— Begin Records for the exercise —

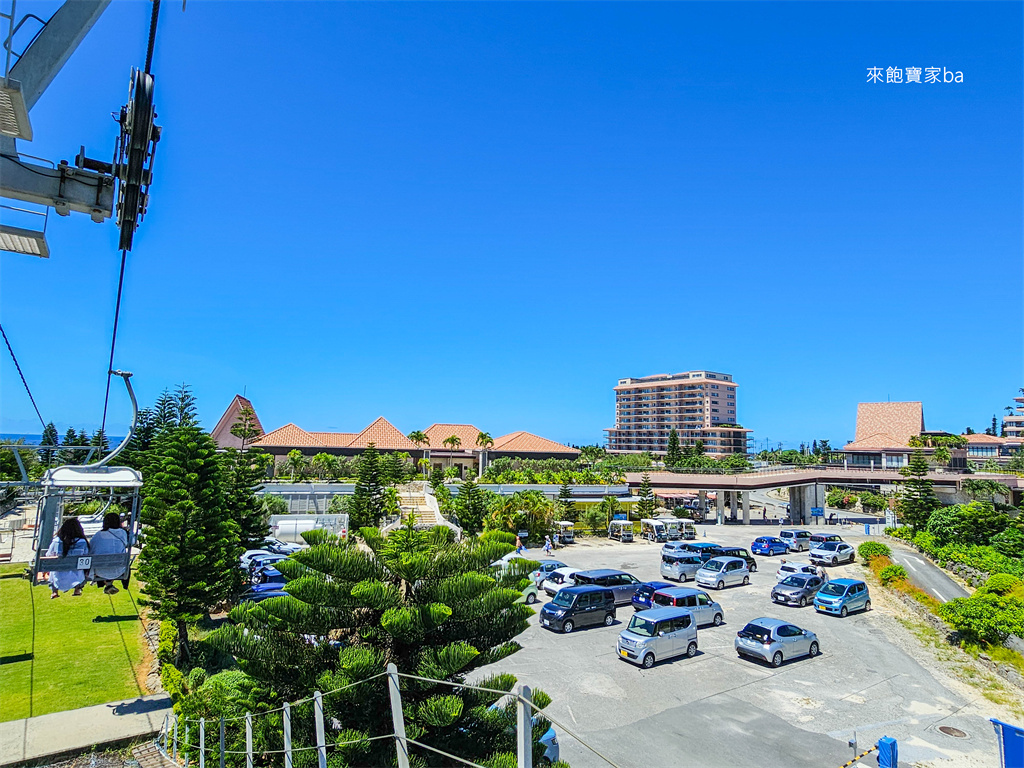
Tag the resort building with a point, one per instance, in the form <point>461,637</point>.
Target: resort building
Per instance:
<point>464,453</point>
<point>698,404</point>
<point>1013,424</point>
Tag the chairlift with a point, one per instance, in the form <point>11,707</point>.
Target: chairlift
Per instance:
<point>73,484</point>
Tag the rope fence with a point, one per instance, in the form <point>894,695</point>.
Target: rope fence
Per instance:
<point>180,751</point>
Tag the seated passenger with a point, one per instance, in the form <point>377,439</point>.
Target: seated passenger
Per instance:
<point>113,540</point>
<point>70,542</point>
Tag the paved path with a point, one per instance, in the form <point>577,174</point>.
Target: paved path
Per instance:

— End Records for the exercise —
— Begin Records for the exercise —

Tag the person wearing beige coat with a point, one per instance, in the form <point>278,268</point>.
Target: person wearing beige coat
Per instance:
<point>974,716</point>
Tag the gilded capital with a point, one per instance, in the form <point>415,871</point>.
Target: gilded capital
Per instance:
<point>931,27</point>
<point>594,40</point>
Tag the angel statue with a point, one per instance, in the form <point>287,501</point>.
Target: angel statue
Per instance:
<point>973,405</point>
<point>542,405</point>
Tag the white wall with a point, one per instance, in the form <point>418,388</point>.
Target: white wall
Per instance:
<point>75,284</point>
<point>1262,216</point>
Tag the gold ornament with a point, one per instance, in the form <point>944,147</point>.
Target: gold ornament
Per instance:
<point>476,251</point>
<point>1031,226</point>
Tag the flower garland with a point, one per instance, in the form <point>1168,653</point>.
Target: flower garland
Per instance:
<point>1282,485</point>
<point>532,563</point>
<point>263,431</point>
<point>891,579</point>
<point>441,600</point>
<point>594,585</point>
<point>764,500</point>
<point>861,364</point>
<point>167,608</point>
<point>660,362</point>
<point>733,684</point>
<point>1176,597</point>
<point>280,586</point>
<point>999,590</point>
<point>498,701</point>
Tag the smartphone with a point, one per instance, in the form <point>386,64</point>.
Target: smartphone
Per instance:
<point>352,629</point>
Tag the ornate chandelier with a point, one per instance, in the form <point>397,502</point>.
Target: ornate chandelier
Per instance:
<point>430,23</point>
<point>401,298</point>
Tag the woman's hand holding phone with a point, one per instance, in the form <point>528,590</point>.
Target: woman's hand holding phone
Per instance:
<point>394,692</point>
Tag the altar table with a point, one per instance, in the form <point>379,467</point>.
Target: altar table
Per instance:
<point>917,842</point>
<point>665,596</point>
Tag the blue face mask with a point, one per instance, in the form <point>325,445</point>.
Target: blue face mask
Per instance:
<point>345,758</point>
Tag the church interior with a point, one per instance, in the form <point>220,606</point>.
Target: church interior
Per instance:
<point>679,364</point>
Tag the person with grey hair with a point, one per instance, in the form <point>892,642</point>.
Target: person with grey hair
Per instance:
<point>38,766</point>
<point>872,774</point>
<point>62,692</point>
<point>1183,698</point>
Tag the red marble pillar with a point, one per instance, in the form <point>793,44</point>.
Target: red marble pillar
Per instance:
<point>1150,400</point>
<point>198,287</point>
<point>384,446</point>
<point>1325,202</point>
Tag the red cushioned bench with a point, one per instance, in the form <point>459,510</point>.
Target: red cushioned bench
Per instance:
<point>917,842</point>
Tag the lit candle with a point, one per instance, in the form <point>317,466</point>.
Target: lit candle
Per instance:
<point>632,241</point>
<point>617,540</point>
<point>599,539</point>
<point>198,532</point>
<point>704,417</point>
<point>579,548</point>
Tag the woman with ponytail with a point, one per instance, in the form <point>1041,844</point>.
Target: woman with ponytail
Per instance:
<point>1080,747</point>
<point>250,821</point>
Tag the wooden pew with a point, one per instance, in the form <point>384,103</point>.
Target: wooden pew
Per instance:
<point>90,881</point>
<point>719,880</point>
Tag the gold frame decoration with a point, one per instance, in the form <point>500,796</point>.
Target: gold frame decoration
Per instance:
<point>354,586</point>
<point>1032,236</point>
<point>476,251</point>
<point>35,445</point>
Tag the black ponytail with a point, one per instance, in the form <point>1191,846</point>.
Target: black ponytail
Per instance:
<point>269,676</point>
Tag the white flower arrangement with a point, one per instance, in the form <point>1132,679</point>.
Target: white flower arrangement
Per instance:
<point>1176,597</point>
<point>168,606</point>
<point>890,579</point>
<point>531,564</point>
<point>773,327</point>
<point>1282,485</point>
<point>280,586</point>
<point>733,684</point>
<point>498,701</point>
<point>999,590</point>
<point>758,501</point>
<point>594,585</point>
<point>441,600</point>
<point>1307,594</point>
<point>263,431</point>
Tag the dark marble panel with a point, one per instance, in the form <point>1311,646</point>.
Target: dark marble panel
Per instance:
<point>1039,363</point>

— End Records for the exercise —
— Begin Records for the exercise —

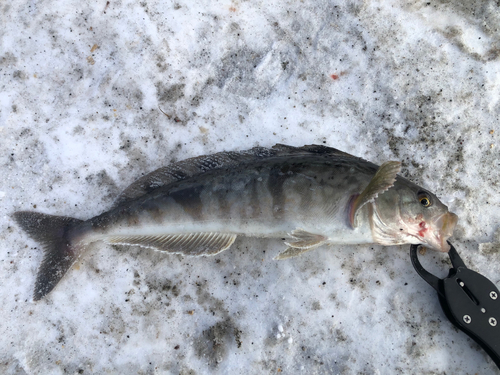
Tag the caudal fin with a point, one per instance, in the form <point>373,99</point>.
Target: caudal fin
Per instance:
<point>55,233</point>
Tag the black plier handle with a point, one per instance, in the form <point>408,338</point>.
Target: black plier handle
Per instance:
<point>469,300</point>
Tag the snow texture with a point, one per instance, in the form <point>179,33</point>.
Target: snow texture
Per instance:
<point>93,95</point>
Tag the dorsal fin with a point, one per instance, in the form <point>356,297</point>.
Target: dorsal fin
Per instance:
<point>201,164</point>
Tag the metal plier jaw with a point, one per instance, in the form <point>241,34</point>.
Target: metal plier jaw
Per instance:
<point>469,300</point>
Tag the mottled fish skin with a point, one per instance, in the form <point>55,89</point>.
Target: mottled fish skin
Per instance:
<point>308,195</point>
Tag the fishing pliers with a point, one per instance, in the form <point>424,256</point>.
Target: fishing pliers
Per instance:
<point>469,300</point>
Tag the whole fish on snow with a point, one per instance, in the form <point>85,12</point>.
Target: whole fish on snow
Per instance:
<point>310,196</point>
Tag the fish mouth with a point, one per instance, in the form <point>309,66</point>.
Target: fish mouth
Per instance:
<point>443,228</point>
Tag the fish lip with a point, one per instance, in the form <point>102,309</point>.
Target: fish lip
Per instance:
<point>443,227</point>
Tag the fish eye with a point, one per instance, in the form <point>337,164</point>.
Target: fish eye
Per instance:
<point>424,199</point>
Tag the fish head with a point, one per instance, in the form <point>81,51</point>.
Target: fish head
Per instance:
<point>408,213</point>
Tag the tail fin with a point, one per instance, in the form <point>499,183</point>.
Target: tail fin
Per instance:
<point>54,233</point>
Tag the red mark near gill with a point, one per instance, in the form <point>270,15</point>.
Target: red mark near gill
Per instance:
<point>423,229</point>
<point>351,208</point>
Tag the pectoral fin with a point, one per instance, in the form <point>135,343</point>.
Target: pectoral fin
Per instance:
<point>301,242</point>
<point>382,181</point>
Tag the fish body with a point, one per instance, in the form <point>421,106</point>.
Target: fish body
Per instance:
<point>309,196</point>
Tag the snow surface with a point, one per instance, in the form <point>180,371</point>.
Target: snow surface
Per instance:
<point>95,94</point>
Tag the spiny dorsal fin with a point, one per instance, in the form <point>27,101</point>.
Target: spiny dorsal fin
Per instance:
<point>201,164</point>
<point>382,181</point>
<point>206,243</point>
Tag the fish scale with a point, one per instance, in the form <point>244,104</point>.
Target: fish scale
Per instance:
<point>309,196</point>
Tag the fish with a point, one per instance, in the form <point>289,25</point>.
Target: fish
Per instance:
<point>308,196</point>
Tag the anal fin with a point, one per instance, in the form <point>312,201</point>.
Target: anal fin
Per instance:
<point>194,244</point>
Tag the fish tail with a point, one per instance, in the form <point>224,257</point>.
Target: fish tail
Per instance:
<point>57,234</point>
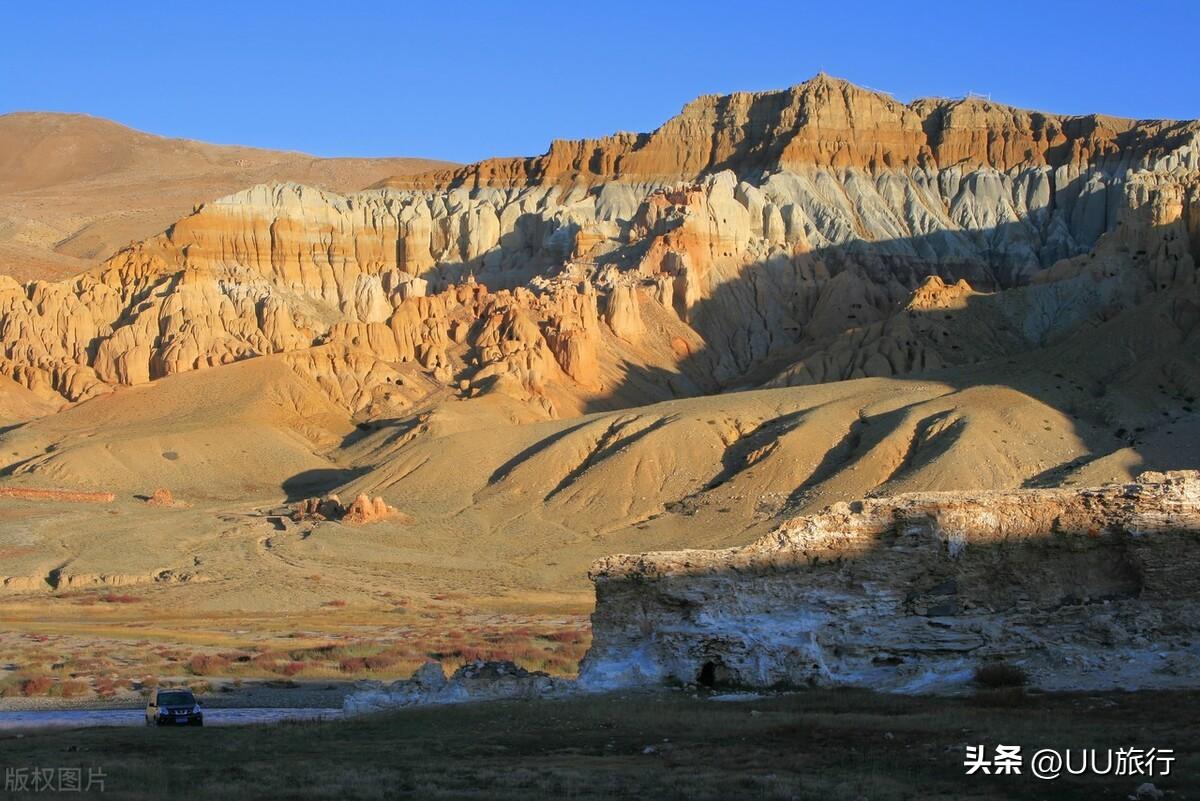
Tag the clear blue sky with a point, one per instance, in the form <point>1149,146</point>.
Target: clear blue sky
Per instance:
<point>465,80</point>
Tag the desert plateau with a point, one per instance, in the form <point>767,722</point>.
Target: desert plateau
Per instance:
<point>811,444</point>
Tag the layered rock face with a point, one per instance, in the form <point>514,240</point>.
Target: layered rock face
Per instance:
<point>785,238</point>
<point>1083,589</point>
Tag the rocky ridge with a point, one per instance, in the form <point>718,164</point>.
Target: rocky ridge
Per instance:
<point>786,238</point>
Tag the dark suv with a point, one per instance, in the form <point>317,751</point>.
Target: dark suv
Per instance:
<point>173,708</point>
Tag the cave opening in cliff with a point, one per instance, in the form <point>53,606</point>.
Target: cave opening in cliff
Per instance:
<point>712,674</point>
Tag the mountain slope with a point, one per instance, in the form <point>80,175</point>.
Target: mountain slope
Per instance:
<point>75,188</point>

— End Records for the exercise —

**Exercise requirements**
Quote, word for word, the items starting with the line containing "Tag the fish body" and going on through the line containing "<point>465,80</point>", both ends included. Leave the pictures out of your answer.

**Output for this task**
Tag the fish body with a point, one per instance, in the form <point>421,106</point>.
Target: fish body
Per instance:
<point>309,196</point>
Tag the snow surface with a point, one per instance, in the form <point>180,371</point>.
Target: snow surface
Per instance:
<point>95,94</point>
Tag the spiny dorsal fin with a point, one per instance, in the form <point>27,101</point>.
Target: spiny dorsal fin
Per instance:
<point>201,164</point>
<point>382,181</point>
<point>206,243</point>
Tag the fish scale with a point, one per instance, in the form <point>244,104</point>.
Target: fish scale
Per instance:
<point>309,196</point>
Tag the fish with a point, one per instance, in the form <point>289,25</point>.
Target: fish
Per instance:
<point>308,196</point>
Tag the anal fin with a point, one per instance, in the form <point>312,201</point>.
Target: anal fin
Per instance:
<point>194,244</point>
Tag the fish tail with a point, one per instance, in the form <point>224,257</point>.
Target: fish tail
Per instance:
<point>57,234</point>
Tag the clear blue sky with a point, one per instance, in the form <point>1149,146</point>.
Target: clear blue sky
Per instance:
<point>465,80</point>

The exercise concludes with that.